TASK REQUIREMENTS: Copy all of the material below word for word, omitting the pictures.

Coordinate labeling data:
start
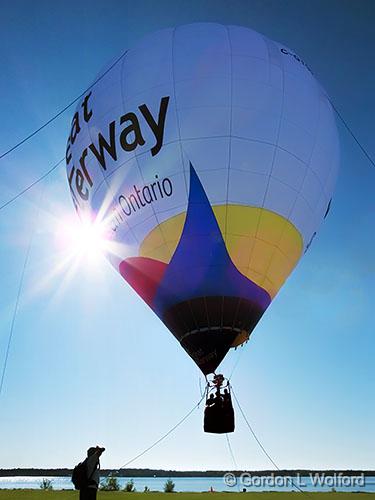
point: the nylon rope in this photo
(59, 113)
(18, 296)
(261, 445)
(164, 436)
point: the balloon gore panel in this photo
(200, 295)
(209, 153)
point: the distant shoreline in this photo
(63, 472)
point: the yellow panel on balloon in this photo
(264, 246)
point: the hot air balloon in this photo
(210, 152)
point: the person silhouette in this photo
(227, 398)
(89, 491)
(211, 400)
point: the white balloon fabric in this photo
(211, 153)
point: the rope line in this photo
(262, 447)
(59, 113)
(30, 186)
(231, 452)
(164, 436)
(16, 305)
(353, 135)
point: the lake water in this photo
(256, 483)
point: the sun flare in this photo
(84, 238)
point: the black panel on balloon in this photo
(207, 326)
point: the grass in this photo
(119, 495)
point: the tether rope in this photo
(59, 113)
(164, 436)
(34, 183)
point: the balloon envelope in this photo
end
SOLVED PROBLEM:
point: the nylon rope in this photo
(59, 113)
(18, 296)
(261, 445)
(164, 436)
point: the balloon gore panel in this photo
(200, 295)
(209, 153)
point: the distant shoreline in this photo
(63, 472)
point: the yellow panel on balloon in this photo
(264, 246)
point: the hot air balloon in this photo
(210, 152)
point: the person silhouette in this photo
(227, 398)
(89, 491)
(211, 400)
point: the white balloon fabric in this photo
(211, 153)
point: the rope line in this photo
(262, 447)
(59, 113)
(30, 186)
(231, 452)
(164, 436)
(16, 305)
(353, 135)
point: the lake water in this photo
(256, 483)
point: the sun flare in this photo
(84, 238)
point: the black panel on balloon in this photo
(207, 326)
point: the grass in this photo
(119, 495)
point: the tether rope in this photo
(59, 113)
(164, 436)
(34, 183)
point: the balloon envelope in this photo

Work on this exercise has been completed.